## [WHAT IS EXPECTED]
Write out the lines from the line containing "Shelf-set audit: indicate the arched doorway" through the final line of the listing below, exactly, omitting every other line.

## [DATASET ROWS]
──────
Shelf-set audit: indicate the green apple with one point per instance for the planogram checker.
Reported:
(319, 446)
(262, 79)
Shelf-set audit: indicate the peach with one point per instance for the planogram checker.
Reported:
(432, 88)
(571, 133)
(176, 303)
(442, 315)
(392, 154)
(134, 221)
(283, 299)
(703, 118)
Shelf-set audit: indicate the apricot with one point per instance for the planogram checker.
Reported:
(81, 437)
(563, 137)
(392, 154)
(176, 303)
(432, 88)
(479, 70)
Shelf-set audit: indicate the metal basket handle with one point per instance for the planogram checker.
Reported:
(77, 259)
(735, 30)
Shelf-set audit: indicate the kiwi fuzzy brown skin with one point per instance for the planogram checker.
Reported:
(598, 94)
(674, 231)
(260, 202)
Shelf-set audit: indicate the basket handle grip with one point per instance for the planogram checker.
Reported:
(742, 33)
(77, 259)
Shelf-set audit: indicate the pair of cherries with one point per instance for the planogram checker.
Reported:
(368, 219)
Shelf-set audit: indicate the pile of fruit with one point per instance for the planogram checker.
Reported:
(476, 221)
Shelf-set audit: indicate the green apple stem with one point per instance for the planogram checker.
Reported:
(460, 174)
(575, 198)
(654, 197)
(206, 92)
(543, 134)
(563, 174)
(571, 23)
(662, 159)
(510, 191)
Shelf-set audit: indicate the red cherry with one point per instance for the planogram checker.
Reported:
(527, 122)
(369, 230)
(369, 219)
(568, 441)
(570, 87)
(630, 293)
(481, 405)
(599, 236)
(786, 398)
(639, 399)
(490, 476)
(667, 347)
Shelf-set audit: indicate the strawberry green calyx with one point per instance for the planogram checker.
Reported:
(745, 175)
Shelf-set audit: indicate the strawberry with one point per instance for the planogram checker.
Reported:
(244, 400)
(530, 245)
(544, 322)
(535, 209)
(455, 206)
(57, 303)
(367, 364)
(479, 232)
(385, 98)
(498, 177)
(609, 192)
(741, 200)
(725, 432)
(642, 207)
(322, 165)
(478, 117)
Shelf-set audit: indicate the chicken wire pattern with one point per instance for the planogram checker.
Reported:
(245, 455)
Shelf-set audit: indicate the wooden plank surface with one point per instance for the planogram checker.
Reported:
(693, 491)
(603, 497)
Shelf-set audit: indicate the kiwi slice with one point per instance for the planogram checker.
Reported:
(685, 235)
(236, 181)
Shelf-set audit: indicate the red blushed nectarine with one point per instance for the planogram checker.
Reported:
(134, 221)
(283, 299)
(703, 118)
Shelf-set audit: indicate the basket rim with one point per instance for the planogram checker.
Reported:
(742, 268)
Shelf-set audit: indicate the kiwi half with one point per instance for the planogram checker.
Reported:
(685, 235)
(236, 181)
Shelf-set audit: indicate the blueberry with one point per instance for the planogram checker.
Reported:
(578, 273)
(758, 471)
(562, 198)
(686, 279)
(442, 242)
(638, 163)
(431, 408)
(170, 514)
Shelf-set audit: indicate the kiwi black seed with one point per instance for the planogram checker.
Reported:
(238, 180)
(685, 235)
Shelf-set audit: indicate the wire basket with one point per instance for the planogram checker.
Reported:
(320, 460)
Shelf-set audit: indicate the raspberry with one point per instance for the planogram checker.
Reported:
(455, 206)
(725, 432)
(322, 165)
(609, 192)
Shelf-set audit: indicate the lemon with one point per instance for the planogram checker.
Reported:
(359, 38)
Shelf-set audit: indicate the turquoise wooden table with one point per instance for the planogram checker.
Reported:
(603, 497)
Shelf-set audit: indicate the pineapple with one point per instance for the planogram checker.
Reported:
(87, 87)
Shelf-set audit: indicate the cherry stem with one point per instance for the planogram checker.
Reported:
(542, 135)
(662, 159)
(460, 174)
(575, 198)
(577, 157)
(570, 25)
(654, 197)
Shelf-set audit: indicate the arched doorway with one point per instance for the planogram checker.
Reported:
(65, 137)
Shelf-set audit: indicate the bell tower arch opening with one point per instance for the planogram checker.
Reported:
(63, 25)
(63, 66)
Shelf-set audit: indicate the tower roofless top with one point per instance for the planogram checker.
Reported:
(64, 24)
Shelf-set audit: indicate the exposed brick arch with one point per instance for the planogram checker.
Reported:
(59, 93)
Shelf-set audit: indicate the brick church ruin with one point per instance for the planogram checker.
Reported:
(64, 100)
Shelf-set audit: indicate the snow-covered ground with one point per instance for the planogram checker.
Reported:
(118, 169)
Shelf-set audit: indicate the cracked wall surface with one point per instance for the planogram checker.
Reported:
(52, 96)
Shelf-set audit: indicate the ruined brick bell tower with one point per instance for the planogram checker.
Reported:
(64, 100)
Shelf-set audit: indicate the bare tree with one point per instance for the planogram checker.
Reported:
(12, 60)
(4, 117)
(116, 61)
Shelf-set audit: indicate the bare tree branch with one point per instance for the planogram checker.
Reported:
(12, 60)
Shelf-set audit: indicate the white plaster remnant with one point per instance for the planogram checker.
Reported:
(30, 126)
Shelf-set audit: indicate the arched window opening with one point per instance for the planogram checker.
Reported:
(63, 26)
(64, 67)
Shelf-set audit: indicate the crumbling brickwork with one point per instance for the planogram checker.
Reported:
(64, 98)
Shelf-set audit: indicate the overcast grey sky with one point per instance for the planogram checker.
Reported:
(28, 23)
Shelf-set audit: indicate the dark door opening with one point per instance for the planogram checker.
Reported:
──────
## [EXERCISE RESPONSE]
Shelf-set audit: indicate the arched doorway with one point per instance for the planogram checker.
Reported:
(65, 137)
Shelf-set audit: indicate the bell tower arch opening with one point per instance for the planogram checker.
Reported:
(63, 25)
(63, 66)
Shelf-set audit: indicate the tower roofless top with one point per instance for the planogram checker.
Reported:
(64, 24)
Shelf-set audit: indicate the exposed brick arch with one point per instance for the planogram checker.
Reported:
(59, 93)
Shelf-set audit: indicate the brick church ruin with one point per instance for the planogram checker.
Reported:
(64, 100)
Shelf-set audit: indicate the snow-covered ground with one point per instance for the planogram checker.
Reported:
(118, 169)
Shelf-set audit: indicate the cracked wall surface with one point per instance for the planogram checker.
Reported:
(52, 96)
Shelf-set audit: indicate the ruined brick bell tower with one point per instance for the planogram checker.
Reported:
(64, 100)
Shelf-set audit: indicate the bare tree with one point per instance for the planogram checker.
Reported:
(12, 60)
(4, 117)
(116, 61)
Shelf-set audit: indicate the bare tree branch with one point per instance for the planogram checker.
Reported:
(12, 60)
Shelf-set audit: indicate the white plaster remnant with one point per instance for the planogram checker.
Reported:
(30, 126)
Shelf-set audit: indicate the arched window opening with one point per instance for the planogram checker.
Reported:
(63, 26)
(64, 67)
Shelf-set audit: indicate the crumbling brickwork with one point per instance for the planogram checker.
Reported:
(64, 98)
Shelf-set audit: indicate the overcast grey sky with one point per instance for the planogram checker.
Reported:
(28, 23)
Shelf-set audit: indicate the dark door opening with one point per instance for the planogram checker.
Reported:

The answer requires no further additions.